▶ Data provided
▽
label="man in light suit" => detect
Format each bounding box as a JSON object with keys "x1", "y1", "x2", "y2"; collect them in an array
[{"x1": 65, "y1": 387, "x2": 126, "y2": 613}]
△
▽
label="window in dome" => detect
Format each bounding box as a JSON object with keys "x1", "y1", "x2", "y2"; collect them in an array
△
▽
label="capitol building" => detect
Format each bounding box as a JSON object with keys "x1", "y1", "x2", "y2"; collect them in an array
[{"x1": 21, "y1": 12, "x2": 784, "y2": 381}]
△
▶ Assignment
Filter the entries down to the lines that include the string "detect".

▶ Problem solution
label="man in light suit" => detect
label="window in dome" => detect
label="capitol building" => detect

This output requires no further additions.